What to do:
1. According to the article on the Schoharie County pipeline ban debate, which two companies seek to build pipelines through the county?
2. Write the next part of the article on the Schoharie County pipeline ban debate, picking up after its final sentence.

Source document:
====================
Some but not all Schoharie County supervisors favor a ban of gas pipelines across the county.
Aware of heightened interest in the county from pipeline companies, supervisors debated a ban at their monthly meeting Friday but failed to take action.
They may do so at their September meeting.
Constitution Pipeline and Tennessee Gas Pipeline seek to build pipelines through the county, and some supervisors believe other pipeline companies are interested, too.
Opponents are concerned not only about pipeline safety issues, but also how lines may affect property values and that they may promote hydrofracking. Others believe pipelines could be profitable for landowners.
Blenheim Supervisor Shawn Smith drafted the ban resolution, but the resolution never made it out of the Historical, Planning and Promotion Committee, because, Chair Sandra Manko said, committee members couldn’t agree on it.
“They feel local towns should make their own decisions,” Ms. Manko said.
And, she added, some supervisors believe the county doesn’t have jurisdiction on land use in towns.
But even though the ban wasn’t a formal resolution, supervisors chose to debate it.
Mr. Smith defended his proposal, arguing that towns by themselves have little chance battling giant pipeline companies.
“No town on its own has the power to stand up to them,” Mr. Smith said. “Towns need the county’s support.”
====================
Data extracts:
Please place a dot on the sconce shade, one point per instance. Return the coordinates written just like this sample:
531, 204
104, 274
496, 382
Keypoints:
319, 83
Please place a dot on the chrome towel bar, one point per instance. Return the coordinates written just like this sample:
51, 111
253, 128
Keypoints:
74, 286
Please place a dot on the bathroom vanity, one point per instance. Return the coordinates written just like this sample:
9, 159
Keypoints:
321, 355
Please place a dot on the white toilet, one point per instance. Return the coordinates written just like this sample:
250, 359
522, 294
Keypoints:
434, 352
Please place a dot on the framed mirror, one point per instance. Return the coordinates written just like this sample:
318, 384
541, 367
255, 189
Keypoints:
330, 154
====================
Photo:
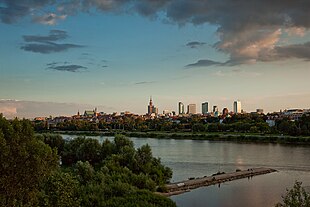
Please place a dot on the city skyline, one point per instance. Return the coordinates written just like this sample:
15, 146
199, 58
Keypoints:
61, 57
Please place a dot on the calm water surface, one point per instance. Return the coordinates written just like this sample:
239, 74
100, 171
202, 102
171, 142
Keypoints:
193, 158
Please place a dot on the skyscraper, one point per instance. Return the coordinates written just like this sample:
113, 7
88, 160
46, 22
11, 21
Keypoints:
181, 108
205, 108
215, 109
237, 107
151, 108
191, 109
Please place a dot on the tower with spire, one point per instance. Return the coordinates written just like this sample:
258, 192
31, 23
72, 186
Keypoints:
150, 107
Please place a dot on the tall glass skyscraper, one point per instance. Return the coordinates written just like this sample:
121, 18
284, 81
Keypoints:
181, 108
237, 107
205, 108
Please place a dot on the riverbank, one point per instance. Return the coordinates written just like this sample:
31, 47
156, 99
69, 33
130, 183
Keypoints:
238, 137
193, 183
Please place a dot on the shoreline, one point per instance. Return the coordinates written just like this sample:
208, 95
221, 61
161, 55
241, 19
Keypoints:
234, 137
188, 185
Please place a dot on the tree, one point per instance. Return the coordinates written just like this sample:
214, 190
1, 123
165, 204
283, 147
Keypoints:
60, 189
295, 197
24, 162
====================
Task-by-task answers:
1. Constitution Pipeline and Tennessee Gas Pipeline.

2.
Carlisle’s Larry Bradt said he could never support a ban. Gas pipelines already running through his town account for one-third of the tax base, he said.
Mr. Bradt also raised questions about specific statements in Mr. Smith’s proposed resolution, especially whether the gas would be exported and whether there really were other pipeline companies interested in coming here.
Fulton Supervisor Phil Skowfoe argued that county government shouldn’t interfere in what should be a decision on the town level.
As an example of towns having a say in land use, Mr. Skowfoe pointed out that towns can override a decision of the county Planning Commission.
Although he agreed that towns do have land-use rights, Conesville Supervisor Bill Federice noted that the Board of Supervisors has taken a stand before.
“We take a position on a lot of issues,” Mr. Federice. “It’s just a position, it’s not a point of law.”
Jefferson Supervisor Sean Jordan added to that point by arguing that the county has acted on issues affecting towns, such as banning burn barrels and prohibiting the transport of fracking waste.
“We put ourselves in a situation where we have jurisdiction over towns,” Mr. Jordan said. “We can’t have it both ways.”
Another topic where the county can help towns is the current relicensing of the Blenheim-Gilboa Pumped Storage Power Project, Mr. Smith said. The pipeline issue is similar, he added.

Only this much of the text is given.